YOUR ASSIGNMENT:
Repeat exactly what appears from the opening line of the listing to the line with "positive clicks: (296, 150)", inclusive.

···

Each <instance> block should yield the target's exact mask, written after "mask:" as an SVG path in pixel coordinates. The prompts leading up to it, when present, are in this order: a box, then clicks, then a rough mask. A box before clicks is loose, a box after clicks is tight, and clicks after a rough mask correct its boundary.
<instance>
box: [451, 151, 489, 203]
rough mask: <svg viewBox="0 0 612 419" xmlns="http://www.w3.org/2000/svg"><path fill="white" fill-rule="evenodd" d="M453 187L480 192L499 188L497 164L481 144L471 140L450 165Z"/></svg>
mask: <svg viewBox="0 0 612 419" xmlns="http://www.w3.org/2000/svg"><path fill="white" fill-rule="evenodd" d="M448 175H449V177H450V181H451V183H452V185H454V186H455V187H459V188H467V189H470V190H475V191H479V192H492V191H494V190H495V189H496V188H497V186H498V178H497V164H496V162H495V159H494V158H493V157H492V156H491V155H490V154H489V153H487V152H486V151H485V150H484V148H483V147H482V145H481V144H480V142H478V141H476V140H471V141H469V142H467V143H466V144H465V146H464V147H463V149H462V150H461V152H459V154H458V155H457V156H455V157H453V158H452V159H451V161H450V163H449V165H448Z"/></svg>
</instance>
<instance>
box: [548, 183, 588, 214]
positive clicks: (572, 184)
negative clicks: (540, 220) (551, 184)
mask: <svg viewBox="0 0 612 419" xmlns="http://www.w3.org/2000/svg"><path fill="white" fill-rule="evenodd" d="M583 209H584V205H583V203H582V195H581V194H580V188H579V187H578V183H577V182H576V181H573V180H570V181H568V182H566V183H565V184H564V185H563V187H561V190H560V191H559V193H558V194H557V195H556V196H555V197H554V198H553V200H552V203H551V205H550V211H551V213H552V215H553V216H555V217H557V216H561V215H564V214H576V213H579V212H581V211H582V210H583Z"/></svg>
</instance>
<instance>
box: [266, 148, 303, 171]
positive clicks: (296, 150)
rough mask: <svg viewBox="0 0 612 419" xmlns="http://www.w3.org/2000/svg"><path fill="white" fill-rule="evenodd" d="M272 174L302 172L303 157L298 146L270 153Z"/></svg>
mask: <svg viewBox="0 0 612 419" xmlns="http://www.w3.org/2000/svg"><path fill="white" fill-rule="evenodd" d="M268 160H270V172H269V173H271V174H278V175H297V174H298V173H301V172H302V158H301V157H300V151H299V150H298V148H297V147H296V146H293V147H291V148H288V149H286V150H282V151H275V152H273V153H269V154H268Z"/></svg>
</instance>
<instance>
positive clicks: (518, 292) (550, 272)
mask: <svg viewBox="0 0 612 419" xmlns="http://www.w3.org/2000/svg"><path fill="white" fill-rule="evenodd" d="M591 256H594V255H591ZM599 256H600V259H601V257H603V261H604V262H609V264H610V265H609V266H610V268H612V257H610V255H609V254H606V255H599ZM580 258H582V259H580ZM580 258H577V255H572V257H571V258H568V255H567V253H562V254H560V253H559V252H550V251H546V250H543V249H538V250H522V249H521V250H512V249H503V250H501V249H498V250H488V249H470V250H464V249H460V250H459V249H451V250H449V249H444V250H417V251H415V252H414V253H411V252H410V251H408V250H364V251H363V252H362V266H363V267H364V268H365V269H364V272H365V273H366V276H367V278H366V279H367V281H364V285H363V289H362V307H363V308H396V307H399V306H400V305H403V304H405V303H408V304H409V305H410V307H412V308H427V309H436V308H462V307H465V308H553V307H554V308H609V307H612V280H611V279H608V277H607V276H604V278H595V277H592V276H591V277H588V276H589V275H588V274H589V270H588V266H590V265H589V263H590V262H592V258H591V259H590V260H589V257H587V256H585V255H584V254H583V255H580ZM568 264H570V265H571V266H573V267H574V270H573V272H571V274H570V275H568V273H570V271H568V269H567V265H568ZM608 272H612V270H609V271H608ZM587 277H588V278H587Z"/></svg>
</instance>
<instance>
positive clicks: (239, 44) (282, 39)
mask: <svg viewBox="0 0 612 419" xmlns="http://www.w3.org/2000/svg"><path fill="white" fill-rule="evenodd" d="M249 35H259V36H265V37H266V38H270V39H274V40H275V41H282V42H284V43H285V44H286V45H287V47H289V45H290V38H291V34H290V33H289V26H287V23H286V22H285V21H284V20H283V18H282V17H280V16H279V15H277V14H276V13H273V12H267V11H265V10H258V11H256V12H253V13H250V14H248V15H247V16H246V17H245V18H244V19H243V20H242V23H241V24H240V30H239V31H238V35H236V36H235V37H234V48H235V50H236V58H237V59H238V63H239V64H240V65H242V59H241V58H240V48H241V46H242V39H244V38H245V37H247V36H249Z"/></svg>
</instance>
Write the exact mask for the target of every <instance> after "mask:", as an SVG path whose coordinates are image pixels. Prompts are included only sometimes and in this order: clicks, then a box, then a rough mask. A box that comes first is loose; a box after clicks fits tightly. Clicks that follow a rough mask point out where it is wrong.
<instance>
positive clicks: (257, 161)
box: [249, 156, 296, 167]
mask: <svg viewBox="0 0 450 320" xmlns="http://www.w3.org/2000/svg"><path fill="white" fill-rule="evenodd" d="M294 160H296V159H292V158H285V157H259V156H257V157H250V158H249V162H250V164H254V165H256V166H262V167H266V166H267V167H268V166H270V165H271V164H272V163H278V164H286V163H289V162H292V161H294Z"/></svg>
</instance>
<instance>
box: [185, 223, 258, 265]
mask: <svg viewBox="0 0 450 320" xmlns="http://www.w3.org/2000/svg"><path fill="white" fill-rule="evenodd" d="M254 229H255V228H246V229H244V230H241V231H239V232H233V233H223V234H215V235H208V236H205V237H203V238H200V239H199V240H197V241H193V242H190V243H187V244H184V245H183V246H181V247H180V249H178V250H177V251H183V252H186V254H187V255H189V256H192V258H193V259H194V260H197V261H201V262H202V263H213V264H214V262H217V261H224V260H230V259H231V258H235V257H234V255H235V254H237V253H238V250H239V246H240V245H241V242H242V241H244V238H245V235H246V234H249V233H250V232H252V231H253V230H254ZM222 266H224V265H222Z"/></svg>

···

ANSWER FOR THE TASK:
Each <instance> block should yield the target's exact mask, written after "mask:" as an SVG path in pixel coordinates. The prompts leading up to it, when present, are in this order: a box, then clicks, then a rough mask. A box before clicks is loose, a box after clicks is tight, and clicks after a rough mask correct its boundary.
<instance>
box: [451, 151, 489, 203]
rough mask: <svg viewBox="0 0 612 419" xmlns="http://www.w3.org/2000/svg"><path fill="white" fill-rule="evenodd" d="M453 187L480 192L499 188L497 164L481 144L471 140L450 165Z"/></svg>
mask: <svg viewBox="0 0 612 419" xmlns="http://www.w3.org/2000/svg"><path fill="white" fill-rule="evenodd" d="M448 175H449V177H450V181H451V183H452V185H454V186H455V187H459V188H467V189H470V190H475V191H479V192H492V191H494V190H495V189H496V188H497V186H498V178H497V164H496V162H495V159H494V158H493V157H492V156H491V155H490V154H489V153H487V152H486V151H485V150H484V148H483V147H482V145H481V144H480V142H478V141H476V140H471V141H469V142H467V143H466V144H465V146H464V147H463V149H462V150H461V152H459V154H458V155H457V156H455V157H453V158H452V159H451V161H450V163H449V165H448Z"/></svg>
</instance>
<instance>
box: [548, 183, 588, 214]
positive clicks: (572, 184)
negative clicks: (540, 220) (551, 184)
mask: <svg viewBox="0 0 612 419" xmlns="http://www.w3.org/2000/svg"><path fill="white" fill-rule="evenodd" d="M583 209H584V205H583V203H582V195H581V194H580V188H579V187H578V183H577V182H576V181H573V180H570V181H568V182H566V183H565V184H564V185H563V187H561V190H560V191H559V193H558V194H557V195H556V196H555V197H554V198H553V200H552V203H551V205H550V211H551V213H552V215H553V216H555V217H557V216H561V215H564V214H576V213H579V212H581V211H582V210H583Z"/></svg>
</instance>
<instance>
box: [266, 148, 303, 171]
positive clicks: (296, 150)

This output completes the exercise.